___ TEXT FOR ANALYSIS ___
But Wren is not alone. She will share the next and tensest few hours of her young life with a cast of unforgettable characters: A nurse who calms her own panic in order to save the life of a wounded woman. A doctor who does his work not in spite of his faith but because of it, and who will find that faith tested as never before. A pro-life protester, disguised as a patient, who now stands in the crosshairs of the same rage she herself has felt. A young woman who has come to terminate her pregnancy. And the disturbed individual himself, vowing to be heard.
Told in a daring and enthralling narrative structure that counts backward through the hours of the standoff, this is a story that traces its way back to what brought each of these very different individuals to the same place on this fateful day.
One of the most fearless writers of our time, Jodi Picoult tackles a complicated issue in this gripping and nuanced novel. How do we balance the rights of pregnant women with the rights of the unborn they carry? What does it mean to be a good parent? A Spark of Light will inspire debate, conversation . . . and, hopefully, understanding.
Praise for A Spark of Light
“This is Jodi Picoult at her best: tackling an emotional hot-button issue and putting a human face on it.”—People
“Told backward and hour by hour, Jodi Picoult’s compelling narrative deftly explores controversial social issues.”—Us Weekly
APPLE BOOKS REVIEW
Race, rape, school shootings. Jodi Picoult has never shied away from sensitive subjects. With A Spark of Light, the novelist wades fearlessly into the polarizing arguments surrounding women’s reproductive rights. Structured in reverse, the book covers a daylong hostage standoff at a Mississippi women’s health clinic. Picoult examines the incident from multiple angles—the patients and doctors inside, as well as the shooter and police negotiator—and unobtrusively intersperses real-life statistics and court cases into her story. All this makes her novel a perceptive and impactful meditation on an emotionally charged topic.
PUBLISHERS WEEKLY
Drama abounds in Picoult's latest issue-driven novel (following Small Great Things) in which a hostage crisis in a women's health center/abortion clinic provides a look at a volatile subject. George Goddard, a lone gunman seeking revenge for his daughter's abortion, busts into the clinic in Jackson, Miss., killing and wounding several staff and patients. He holds a handful of them hostage, including Wren and Bex, the 15-year-old daughter and adult sister of Hugh McElroy, the police hostage negotiator assigned to the crisis. Meanwhile, Beth, a teenager in a hospital in Oxford, Miss., whose attempts to have a legal abortion were thwarted, takes medication to abort her 16-week-old fetus and nearly dies from blood loss. She is brought to a hospital and her life is saved, but the state prosecutor's office accuses her of murder upon finding out the reasons for her condition. Picoult's extensive research shines throughout, but the book's reverse chronological structure interferes with the complicated back stories, which include the gunman's reasons for going on a rampage; a doctor's path to performing abortions; why a pro-life believer goes undercover to the clinic to obtain damaging evidence; and the relationship between Wren, Bex, and Hugh. Nevertheless, this is a powerful story that brings clarity to the history of abortion and investigates the voices on both sides of the issue.
___ DATASET EXCERPTS ___
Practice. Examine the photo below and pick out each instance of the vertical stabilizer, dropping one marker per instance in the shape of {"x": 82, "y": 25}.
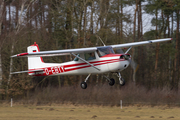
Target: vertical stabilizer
{"x": 34, "y": 62}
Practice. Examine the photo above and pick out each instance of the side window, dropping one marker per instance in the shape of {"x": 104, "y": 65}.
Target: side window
{"x": 89, "y": 56}
{"x": 76, "y": 59}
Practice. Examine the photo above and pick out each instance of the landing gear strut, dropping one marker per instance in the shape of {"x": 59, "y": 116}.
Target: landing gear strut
{"x": 121, "y": 80}
{"x": 84, "y": 84}
{"x": 111, "y": 81}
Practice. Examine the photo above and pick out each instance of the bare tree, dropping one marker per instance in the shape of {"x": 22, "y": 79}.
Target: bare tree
{"x": 2, "y": 12}
{"x": 25, "y": 6}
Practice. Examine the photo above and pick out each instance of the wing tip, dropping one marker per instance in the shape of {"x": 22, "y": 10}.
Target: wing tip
{"x": 19, "y": 55}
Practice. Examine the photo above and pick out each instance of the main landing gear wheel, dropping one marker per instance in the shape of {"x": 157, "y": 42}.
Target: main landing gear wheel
{"x": 111, "y": 82}
{"x": 83, "y": 85}
{"x": 121, "y": 81}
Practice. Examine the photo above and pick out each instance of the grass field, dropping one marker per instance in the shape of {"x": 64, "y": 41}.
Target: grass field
{"x": 71, "y": 112}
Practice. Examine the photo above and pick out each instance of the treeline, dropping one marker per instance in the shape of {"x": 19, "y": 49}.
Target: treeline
{"x": 65, "y": 24}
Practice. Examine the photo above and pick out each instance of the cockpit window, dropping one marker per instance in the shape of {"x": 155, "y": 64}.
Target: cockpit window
{"x": 105, "y": 51}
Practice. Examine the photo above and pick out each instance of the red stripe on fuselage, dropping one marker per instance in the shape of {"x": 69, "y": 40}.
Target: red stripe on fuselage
{"x": 67, "y": 68}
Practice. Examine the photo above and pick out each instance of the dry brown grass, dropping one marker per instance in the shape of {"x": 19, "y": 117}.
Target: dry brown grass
{"x": 71, "y": 112}
{"x": 103, "y": 95}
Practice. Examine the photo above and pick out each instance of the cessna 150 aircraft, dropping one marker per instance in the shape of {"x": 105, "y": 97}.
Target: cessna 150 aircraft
{"x": 92, "y": 60}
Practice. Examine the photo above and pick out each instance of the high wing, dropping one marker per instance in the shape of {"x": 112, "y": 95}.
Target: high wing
{"x": 140, "y": 43}
{"x": 57, "y": 52}
{"x": 83, "y": 50}
{"x": 39, "y": 70}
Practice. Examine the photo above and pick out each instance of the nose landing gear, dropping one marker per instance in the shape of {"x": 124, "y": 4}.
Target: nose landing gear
{"x": 111, "y": 81}
{"x": 121, "y": 80}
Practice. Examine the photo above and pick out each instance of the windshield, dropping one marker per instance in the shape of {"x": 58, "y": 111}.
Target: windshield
{"x": 104, "y": 51}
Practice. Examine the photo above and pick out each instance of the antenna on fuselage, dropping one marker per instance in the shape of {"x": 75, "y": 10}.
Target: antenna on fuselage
{"x": 101, "y": 40}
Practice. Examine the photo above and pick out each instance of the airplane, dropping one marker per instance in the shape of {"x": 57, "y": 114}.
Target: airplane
{"x": 87, "y": 61}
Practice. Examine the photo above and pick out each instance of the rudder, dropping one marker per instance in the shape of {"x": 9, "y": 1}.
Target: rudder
{"x": 34, "y": 62}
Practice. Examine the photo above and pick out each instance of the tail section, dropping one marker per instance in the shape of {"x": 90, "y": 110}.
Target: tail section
{"x": 34, "y": 62}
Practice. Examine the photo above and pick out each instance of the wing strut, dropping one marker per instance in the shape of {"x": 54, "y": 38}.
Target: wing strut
{"x": 85, "y": 61}
{"x": 128, "y": 50}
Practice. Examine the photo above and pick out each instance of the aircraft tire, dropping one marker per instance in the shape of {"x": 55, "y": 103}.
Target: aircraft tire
{"x": 83, "y": 85}
{"x": 122, "y": 82}
{"x": 112, "y": 82}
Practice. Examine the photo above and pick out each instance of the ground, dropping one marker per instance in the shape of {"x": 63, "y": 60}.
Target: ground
___
TASK INSTRUCTIONS.
a) Reproduce the passage on A Spark of Light above, between "One of the most" and "and, hopefully, understanding.", inclusive.
b) Answer these questions from the passage on A Spark of Light above:
(i) In which city is the clinic where the hostage crisis takes place?
(ii) What is the name of the gunman?
(iii) How old is Wren?

TASK RESULTS.
a)
One of the most fearless writers of our time, Jodi Picoult tackles a complicated issue in this gripping and nuanced novel. How do we balance the rights of pregnant women with the rights of the unborn they carry? What does it mean to be a good parent? A Spark of Light will inspire debate, conversation . . . and, hopefully, understanding.

b)
(i) Jackson, Mississippi
(ii) George Goddard
(iii) 15